_Passage shown_.

BEGIN

- Born: 1952 (age 73–74) New Orleans, US
- Education: University of California, Davis; San Francisco Art Institute
- Website: www.katherinesherwood.com

= Katherine Sherwood =

American artist

Katherine Sherwood is an American artist living and working in the San Francisco Bay Area, California who is known for paintings that explore disability, feminism, and healing, and for her teaching and disability rights activism at the Department of Art Practice at the University of California, Berkeley.

== Early life and education ==

Katherine Sherwood was born in 1952 in New Orleans, Louisiana. After the early death of her father and remarriage of her mother, her family relocated to California, where she attended a Catholic high school. She received a B.A. in Art History in 1975 from the University of California, Davis, where she studied art with painter Mike Henderson, and an M.F.A. in 1979 from San Francisco Art Institute.

== Career ==

After graduating from UC Davis, Sherwood lived in San Francisco, California, and was involved in the Bay Area punk scene. She created irreverent, crudely figurative paintings that appropriated Catholic iconography, including the Aggressive Women series (1978–82) that made use of junk shop frames and depicted Catholic female martyrs and sex workers. She had her first solo exhibition at Gallery Paule Anglim in 1982, the beginning of a lifelong relationship with the gallery.

After moving to New York, where she was involved with the East Village art, punk, and countercultural scene, Sherwood continued to exhibit work with themes including gender, technology, religious iconography, and medical imaging. In 1990, she was hired as a tenure-track professor by the University of California, Berkeley Department of Art Practice, where she taught painting alongside colleagues Joan Brown and Wendy Sussman.

In 1997, at the age of 44, she had a massive stroke – a cerebral hemorrhage – which paralysed the right side of her body, and affected her cognition and speech. Teaching herself to paint again was essential to her healing process. Paintings from this period incorporated images of cerebral angiograms of her own brain and magical healing symbols from the Lemegeton. These paintings used colorful abstract passages of poured paint with intentional craquelure. Sherwood had been using images of the brain in her work as early as 1991, and said of her stroke that it was when “my life caught up to my art”. She gained national attention with the publication of an article on the cover of the Wall Street Journal in 2000 and inclusion in the Whitney Biennial, also in 2000.

===Disability art===
As she redeveloped her approach to painting, her work became an extension of her disability rights activism. At UC Berkeley, she developed a course “Art and Disability,” and became active in the disability studies program. She wrote and spoke widely about her personal experience with disability and would later go on to be on the board of Creative Growth Art Center, Oakland, an organization that supports artists with developmental disabilities. Sherwood is critical of the way her story is framed in the media as an “overcoming narrative.” She sees her disability as a valuable part of who she is, not a disadvantage to be overcome.

END

_What you are asked to do_.
According to the passage on Katherine Sherwood, what course did she develop at UC Berkeley?

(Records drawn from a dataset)
BEGIN

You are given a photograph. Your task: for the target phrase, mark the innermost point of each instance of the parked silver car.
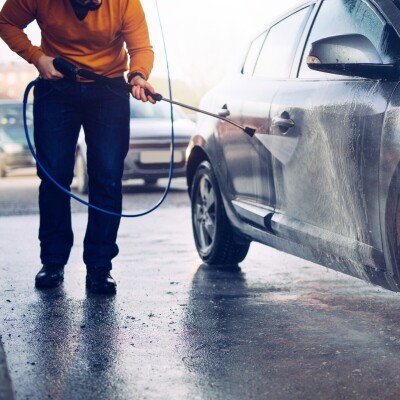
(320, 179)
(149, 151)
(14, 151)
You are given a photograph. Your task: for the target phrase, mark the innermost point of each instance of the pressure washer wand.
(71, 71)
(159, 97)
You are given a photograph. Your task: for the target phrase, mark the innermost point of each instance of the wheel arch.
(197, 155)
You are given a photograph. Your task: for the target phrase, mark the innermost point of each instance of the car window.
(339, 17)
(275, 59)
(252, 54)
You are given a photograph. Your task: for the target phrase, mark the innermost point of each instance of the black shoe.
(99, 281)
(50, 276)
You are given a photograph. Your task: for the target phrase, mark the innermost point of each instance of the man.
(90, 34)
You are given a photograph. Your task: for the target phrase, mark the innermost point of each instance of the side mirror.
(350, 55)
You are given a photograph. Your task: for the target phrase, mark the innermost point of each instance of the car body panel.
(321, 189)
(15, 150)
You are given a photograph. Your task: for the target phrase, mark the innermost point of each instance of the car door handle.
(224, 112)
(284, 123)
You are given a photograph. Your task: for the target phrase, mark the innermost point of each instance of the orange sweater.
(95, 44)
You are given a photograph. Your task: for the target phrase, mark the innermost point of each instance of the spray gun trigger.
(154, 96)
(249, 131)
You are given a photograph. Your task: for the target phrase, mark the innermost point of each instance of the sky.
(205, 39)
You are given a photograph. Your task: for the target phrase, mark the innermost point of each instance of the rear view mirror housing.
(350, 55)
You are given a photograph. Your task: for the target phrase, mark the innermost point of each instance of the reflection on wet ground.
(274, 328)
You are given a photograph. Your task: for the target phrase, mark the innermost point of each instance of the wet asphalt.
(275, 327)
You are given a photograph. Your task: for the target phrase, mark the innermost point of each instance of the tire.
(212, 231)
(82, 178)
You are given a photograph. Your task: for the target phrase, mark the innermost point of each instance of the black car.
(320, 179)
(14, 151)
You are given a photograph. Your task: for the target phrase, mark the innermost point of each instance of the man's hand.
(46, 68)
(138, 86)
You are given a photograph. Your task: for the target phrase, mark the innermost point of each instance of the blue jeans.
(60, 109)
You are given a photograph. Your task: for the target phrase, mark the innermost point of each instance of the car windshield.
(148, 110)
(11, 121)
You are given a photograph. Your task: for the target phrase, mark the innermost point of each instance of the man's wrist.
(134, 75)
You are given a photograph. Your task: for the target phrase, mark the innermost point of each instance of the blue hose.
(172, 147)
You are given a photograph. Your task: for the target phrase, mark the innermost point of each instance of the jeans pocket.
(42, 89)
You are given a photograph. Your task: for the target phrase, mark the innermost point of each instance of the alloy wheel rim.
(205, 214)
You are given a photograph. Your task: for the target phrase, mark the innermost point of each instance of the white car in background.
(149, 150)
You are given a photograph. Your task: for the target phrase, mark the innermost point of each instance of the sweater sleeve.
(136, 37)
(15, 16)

END

_Answer box_.
She developed a course called "Art and Disability."